Reproduce the items, starting at the beginning of the records and stopping after the line that contains "x=542 y=320", with both ends included and the requests kept in place. Scale every point coordinate in the answers by 1.25 and round to whole numbers, halves up, and leave the pictures out.

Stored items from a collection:
^^^^

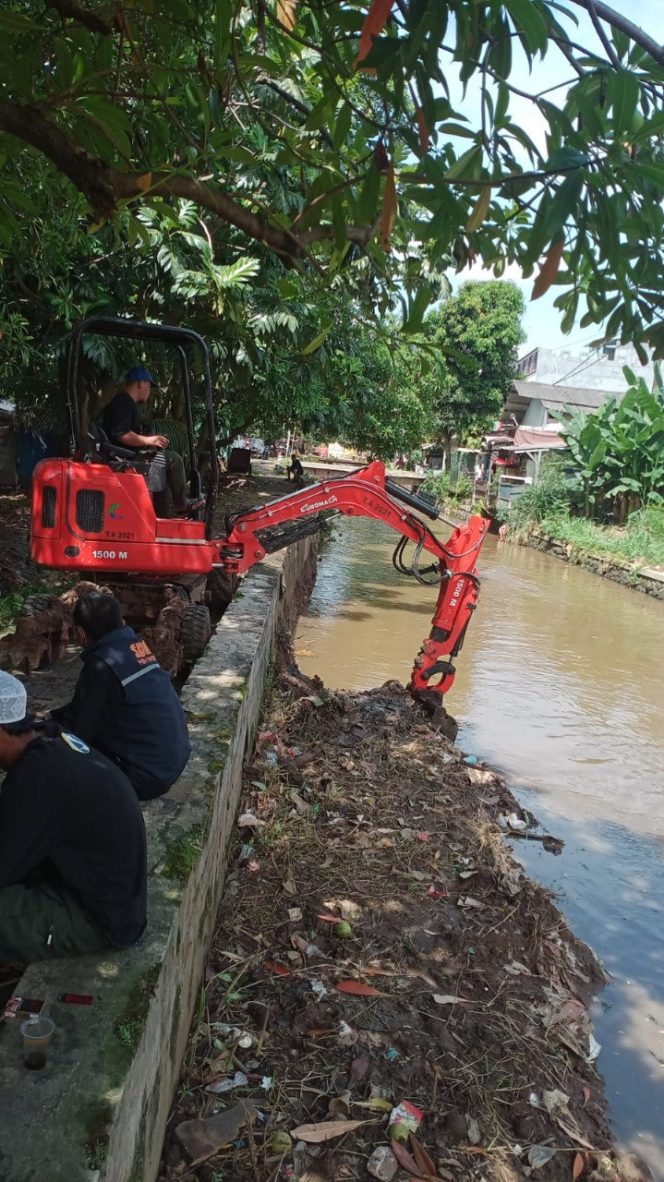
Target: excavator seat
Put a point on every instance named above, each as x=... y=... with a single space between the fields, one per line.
x=148 y=461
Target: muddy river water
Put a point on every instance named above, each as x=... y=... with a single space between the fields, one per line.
x=560 y=684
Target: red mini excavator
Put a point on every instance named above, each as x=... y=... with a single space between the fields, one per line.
x=93 y=514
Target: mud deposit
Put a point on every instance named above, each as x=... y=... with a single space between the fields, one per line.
x=378 y=943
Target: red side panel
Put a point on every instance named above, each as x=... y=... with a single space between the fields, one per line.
x=85 y=517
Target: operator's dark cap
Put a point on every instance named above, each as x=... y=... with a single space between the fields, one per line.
x=13 y=699
x=140 y=374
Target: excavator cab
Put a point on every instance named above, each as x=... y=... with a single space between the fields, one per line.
x=97 y=510
x=93 y=514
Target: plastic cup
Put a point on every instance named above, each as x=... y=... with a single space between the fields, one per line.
x=37 y=1034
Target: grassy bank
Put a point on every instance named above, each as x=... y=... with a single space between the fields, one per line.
x=640 y=543
x=553 y=507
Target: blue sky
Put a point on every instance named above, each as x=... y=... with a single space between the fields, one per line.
x=542 y=320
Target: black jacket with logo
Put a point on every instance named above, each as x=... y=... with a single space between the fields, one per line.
x=125 y=706
x=66 y=811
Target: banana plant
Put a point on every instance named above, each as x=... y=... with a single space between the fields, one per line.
x=619 y=449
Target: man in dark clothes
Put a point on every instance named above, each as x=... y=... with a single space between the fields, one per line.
x=72 y=843
x=124 y=702
x=122 y=424
x=297 y=469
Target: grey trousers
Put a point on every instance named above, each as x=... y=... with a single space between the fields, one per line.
x=40 y=921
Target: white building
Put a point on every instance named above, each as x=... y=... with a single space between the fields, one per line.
x=592 y=369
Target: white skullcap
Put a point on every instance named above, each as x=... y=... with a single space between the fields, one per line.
x=13 y=699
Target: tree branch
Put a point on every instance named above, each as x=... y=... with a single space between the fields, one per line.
x=617 y=20
x=67 y=8
x=105 y=187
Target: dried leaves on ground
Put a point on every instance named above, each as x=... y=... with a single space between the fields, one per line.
x=362 y=971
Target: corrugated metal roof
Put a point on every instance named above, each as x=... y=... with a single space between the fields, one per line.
x=554 y=396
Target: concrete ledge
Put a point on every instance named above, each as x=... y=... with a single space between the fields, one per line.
x=98 y=1109
x=646 y=579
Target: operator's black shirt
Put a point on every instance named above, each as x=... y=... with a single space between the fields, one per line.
x=73 y=816
x=121 y=416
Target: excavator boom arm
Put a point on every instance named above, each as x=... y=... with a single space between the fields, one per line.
x=255 y=532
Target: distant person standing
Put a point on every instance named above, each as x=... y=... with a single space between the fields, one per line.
x=295 y=468
x=72 y=843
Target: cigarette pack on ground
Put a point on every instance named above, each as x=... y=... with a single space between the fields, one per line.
x=24 y=1007
x=404 y=1119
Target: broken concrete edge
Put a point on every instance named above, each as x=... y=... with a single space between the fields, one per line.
x=645 y=579
x=102 y=1102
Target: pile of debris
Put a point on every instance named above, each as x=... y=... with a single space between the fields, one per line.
x=386 y=991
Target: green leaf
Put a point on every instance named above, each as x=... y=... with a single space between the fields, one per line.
x=625 y=91
x=468 y=167
x=14 y=23
x=369 y=196
x=566 y=157
x=528 y=21
x=343 y=125
x=222 y=18
x=110 y=119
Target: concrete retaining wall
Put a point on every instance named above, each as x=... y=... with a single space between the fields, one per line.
x=645 y=579
x=98 y=1109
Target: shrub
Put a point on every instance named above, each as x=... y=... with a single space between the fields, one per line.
x=553 y=495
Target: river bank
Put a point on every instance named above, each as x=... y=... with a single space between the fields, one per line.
x=649 y=580
x=377 y=945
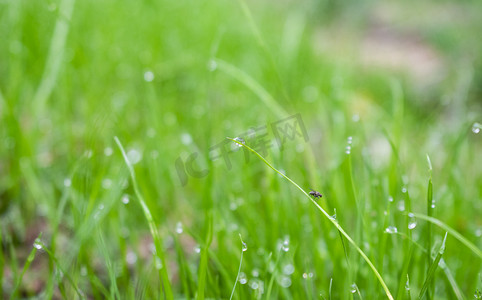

^^^^

Written answer =>
Target: excavator seat
Put a point on every instance named above, each as x=... y=... with a single space between the fields, one per line.
x=185 y=576
Target: muddy river water
Put a point on every instance named above, each as x=... y=... with a single space between the fields, one per line.
x=700 y=855
Target: red mini excavator
Put a point on every instance named above, each as x=... y=... with a single space between the fields, one per line.
x=116 y=643
Target: mud deposit
Put a point on every instance named above, each as x=... y=... with a single space between the fields, one per line.
x=473 y=1179
Target: red side panel
Put a point on every instance named above, each as x=... y=... with a single space between the fields, one per line.
x=106 y=646
Target: operator's dark cap
Put a point on every instance named above, each as x=... y=... with a single space between the fields, one per line.
x=16 y=874
x=175 y=468
Target: excavator cab
Put a point on every instance named above, each as x=... y=... with a single space between the fields, one per line.
x=121 y=638
x=116 y=643
Target: plastic cup
Put a point on every instance named above, each as x=... y=... with a single space between the fields, one per line.
x=46 y=1293
Target: grassy bank
Put a point on every instance named above, each as x=... y=... with a single space between the fields, one per line.
x=800 y=679
x=691 y=634
Target: blue sky
Put a point on every instance named above, each as x=... y=... with a single space between the fields, one per line.
x=678 y=400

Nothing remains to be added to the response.